▸ **SHORT EXERCISE**
Pull out every line in the listing below that contains the word "instance".

Excerpts of annotation records:
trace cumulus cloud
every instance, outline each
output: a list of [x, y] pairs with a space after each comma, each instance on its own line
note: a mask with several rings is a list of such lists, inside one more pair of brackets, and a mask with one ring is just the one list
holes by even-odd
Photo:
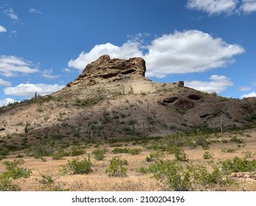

▸ **ANSWER TO THE EXERCISE**
every instance, outline each
output: a list of [x, y] pairs with a space after each comma, each instance on its own line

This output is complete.